### SET EXERCISE 1
In the Hutchinson profile, reproduce the passage between "A flurry of" and "Purdy, Ian Ball)", inclusive, switching "keyboard" to "piano".
### SET EXERCISE 2
According to the Hutchinson profile, which record label was Hutchinson's deal with before its parent company shut it down?

Riding the subway with the scent of her hair
She took out a toothbrush started using it
there
She explained “I’m always sure today’s the
day I will die
I wanna look good if I get to look God in
the eye”
And I said “Oh!”
“Oh” is one of 10 keenly observed songs from
Hutchinson’s self-released debut album,
Sounds Like This. The CD, which showcases
the young singer-songwriter’s unique brand
of soul, bowed at #1 on Billboard’s
Heatseekers chart in September 2007. But
“Oh!” was penned during a dismal period of
his life. His deal with Maverick Records had
fallen apart when the parent company
shuttered the label. With the plug pulled on
his nascent recording sessions, Eric hit the
road again. “It was all about getting the
exposure and the experience,” he says. After
a relentless touring schedule, Hutchinson,
who began writing songs as a child in the DC
suburb of Takoma Park, MD, put everything he
had into making his album.
Sounds Like This was released on
Hutchinson’s own label, Let’s Break Records,
at the end of August 2007. Overnight it was
breaking records – thanks largely to the
efforts of a good friend. One of his high
school buddies emailed celebrity blogger
Perez Hilton a link to Hutchinson’s MySpace
page. Hilton recommended it on his site and
soon, Eric’s album was ensconced in iTunes’
Top 10 alongside the latest releases from
Kanye West and Dave Matthews. It peaked at
#5 on the iTunes album chart, becoming the
highest-charting album by an unsigned act in
iTunes history. No small accomplishment for
a record that almost didn’t get made.
A flurry of press followed, including
features in Billboard and the Washington
Post, which said ““Hutchinson is undeniably
charismatic, splitting his time between
keyboard and guitar, crooning about stormy
romances and everyday struggles.”
Eric recorded most of Sounds Like This with
producer Will Golden (Joe Purdy, Ian Ball)
in Los Angeles and two songs with Paul
Kolderie (Radiohead) in Boston. “They were
both really open to letting me do my own
thing, but at the same time, were there to
guide everything,” he says. “They didn’t
involve their egos at all – they just wanted
to make music they believed in.”

### ENTRIES PROVIDED
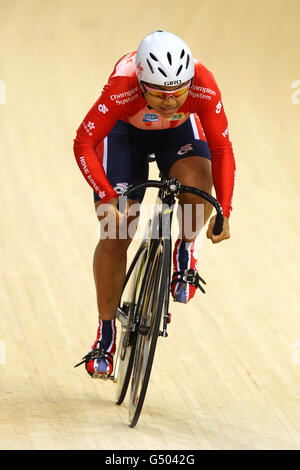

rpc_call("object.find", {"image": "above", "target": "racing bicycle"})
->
[111,177,224,428]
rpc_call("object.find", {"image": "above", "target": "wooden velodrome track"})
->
[0,0,300,450]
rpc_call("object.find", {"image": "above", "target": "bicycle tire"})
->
[128,239,171,428]
[114,242,148,405]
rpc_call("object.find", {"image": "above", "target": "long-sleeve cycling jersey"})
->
[74,52,235,217]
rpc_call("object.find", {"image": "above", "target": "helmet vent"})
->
[147,59,154,73]
[185,55,190,69]
[157,67,167,77]
[176,65,182,77]
[149,52,158,62]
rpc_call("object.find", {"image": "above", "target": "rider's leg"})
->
[86,199,139,378]
[169,157,213,241]
[93,196,137,320]
[169,156,212,303]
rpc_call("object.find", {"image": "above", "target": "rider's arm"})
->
[198,74,236,217]
[199,99,236,217]
[73,79,119,202]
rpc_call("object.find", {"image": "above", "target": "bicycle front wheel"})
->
[129,240,170,427]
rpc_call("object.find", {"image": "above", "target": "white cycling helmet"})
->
[136,31,194,87]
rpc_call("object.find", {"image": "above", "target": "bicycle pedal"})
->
[92,372,112,380]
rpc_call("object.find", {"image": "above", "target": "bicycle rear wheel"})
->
[114,242,148,405]
[129,240,170,427]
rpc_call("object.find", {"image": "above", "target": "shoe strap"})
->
[171,268,206,294]
[74,341,113,367]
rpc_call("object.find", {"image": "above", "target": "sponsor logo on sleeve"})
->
[143,113,158,122]
[83,121,95,135]
[216,101,222,114]
[110,87,139,104]
[168,113,184,121]
[114,183,129,196]
[189,85,217,101]
[98,191,106,199]
[222,126,229,137]
[98,104,108,114]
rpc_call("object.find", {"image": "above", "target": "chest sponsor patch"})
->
[168,113,184,121]
[143,113,158,122]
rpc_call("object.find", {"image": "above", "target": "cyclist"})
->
[74,31,235,378]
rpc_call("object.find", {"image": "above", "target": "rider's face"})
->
[144,82,188,118]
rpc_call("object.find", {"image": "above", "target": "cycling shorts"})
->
[94,114,211,202]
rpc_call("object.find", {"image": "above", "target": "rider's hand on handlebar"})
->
[206,215,230,243]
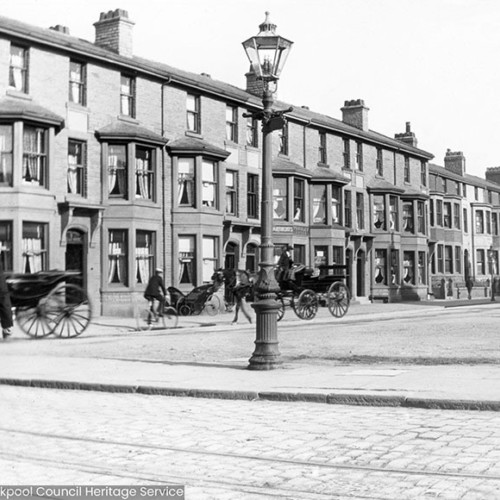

### EXPECTED OUTPUT 1
A flurry of press followed, including
features in Billboard and the Washington
Post, which said ““Hutchinson is undeniably
charismatic, splitting his time between
piano and guitar, crooning about stormy
romances and everyday struggles.”
Eric recorded most of Sounds Like This with
producer Will Golden (Joe Purdy, Ian Ball)

### EXPECTED OUTPUT 2
Maverick Records